At the time of this writing, it’s a buyer’s market, so we aren’t seeing a whole lot of sellers who are taking on the closing costs of their home sale. In a seller’s market, it’s a standard concession in the process of selling their home. But with the lower VA loan rate, there is some “wiggle room” with how to use a slight increase in the interest rate to the buyer’s advantage.
In the lender’s rate stack, you can use that increase to roll in the closing costs. It’s changed a bit since COVID has come into the picture, with the secondary markets changing slightly, too. But it’s always been possible for the lender to increase the interest rate to pay closing costs for loans, and even more so on a VA loan.
So the base interest rates start out lower and you can buy down the rate too, meaning you could go from 2.75% (for example) to 2.25% in today’s scenario. (Also called purchasing points.) It can be an expensive proposition in a conventional loan.

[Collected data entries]
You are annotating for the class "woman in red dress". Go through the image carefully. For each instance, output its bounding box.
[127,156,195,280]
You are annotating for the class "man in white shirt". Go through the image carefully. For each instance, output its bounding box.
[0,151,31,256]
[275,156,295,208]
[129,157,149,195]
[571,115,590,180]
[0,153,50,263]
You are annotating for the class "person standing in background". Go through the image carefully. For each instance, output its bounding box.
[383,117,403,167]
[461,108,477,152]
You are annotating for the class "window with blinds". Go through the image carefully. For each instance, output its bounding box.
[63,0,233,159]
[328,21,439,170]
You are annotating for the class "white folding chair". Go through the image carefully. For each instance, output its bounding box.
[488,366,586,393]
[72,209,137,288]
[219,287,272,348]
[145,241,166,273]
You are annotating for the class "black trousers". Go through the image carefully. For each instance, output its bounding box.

REQUIRED ACTION A:
Using the passage on VA loan rates and closing costs, decide whether each statement agrees with it: (i) the market at the time of writing favors sellers; (ii) a lender can raise the interest rate to pay closing costs; (iii) buying down the rate is inexpensive in a conventional loan. Answer yes or no for each and quote the words from the passage that decide it.
REQUIRED ACTION B:
Write the next part of the passage on VA loan rates and closing costs, picking up after its final sentence.
You won't need the records for this.

WRITTEN ANSWER A:
(i) No: "At the time of this writing, it’s a buyer’s market"
(ii) Yes: "it’s always been possible for the lender to increase the interest rate to pay closing costs for loans"
(iii) No: "It can be an expensive proposition in a conventional loan."

WRITTEN ANSWER B:
So, if you’re really looking to not expend your cash on closing, have the lender increase your interest rate somewhat to roll in your closing costs. This may only slightly raise your rate and you won’t have to give up the cash on hand to take care of it. Who knows, the economy may flip in the next year and suddenly it will be a seller’s market and they will be paying closing costs and more concessions to get their home sold. But today, you get to experience yet another advantage of a VA loan.